◆ Excerpt ◆
╔══

The positive results turned up by the Friday before the weekend game.

CDC guidelines also say that when infections arise, youth sports organizations should immediately notify local health officials, league staff, game officials and families. Junior Hurricanes CEO Jocelyn Langlois said he contacted the league and the Atlanta team and its owners about the positive tests and all agreed to go ahead with the game.

“Atlanta was aware,” he said.

The Atlanta team, though, says it received no official notification of the full extent of the results but found out only through a haphazard series of texts and phone calls which didn’t drive home the seriousness of the spread.

“The Atlanta MadHatters organization is frustrated with the poor communication by the Carolina team regarding the testing of their players ahead of the games last weekend,” the club said in a written update.

╚══

◆ Provided data ◆
╔══

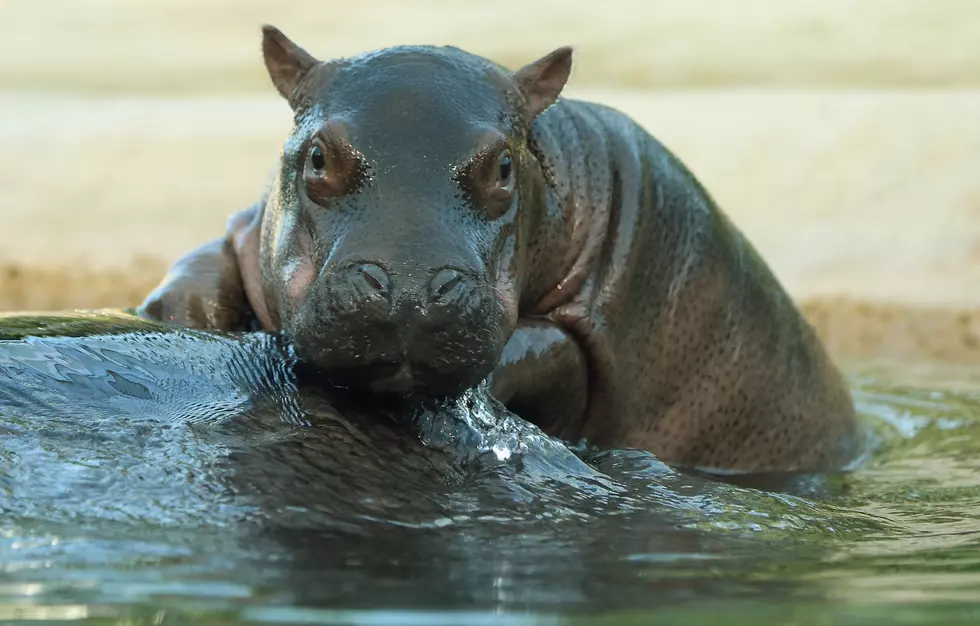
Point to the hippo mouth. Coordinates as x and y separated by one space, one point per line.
402 377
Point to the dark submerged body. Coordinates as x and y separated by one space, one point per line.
154 469
603 291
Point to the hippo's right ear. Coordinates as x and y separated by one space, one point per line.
541 82
287 63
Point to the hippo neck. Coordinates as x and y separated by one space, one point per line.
577 204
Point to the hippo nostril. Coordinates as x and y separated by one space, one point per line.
443 283
369 279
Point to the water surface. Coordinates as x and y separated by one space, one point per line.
151 476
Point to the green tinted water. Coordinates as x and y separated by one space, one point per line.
155 480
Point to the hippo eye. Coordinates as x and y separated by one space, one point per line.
316 158
506 169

╚══

◆ Assignment ◆
In the excerpt about the positive tests before the weekend game, copy the passage that begins at the words "CDC guidelines also" and stops after the words "of the spread.".

◆ Written answer ◆
CDC guidelines also say that when infections arise, youth sports organizations should immediately notify local health officials, league staff, game officials and families. Junior Hurricanes CEO Jocelyn Langlois said he contacted the league and the Atlanta team and its owners about the positive tests and all agreed to go ahead with the game.

“Atlanta was aware,” he said.

The Atlanta team, though, says it received no official notification of the full extent of the results but found out only through a haphazard series of texts and phone calls which didn’t drive home the seriousness of the spread.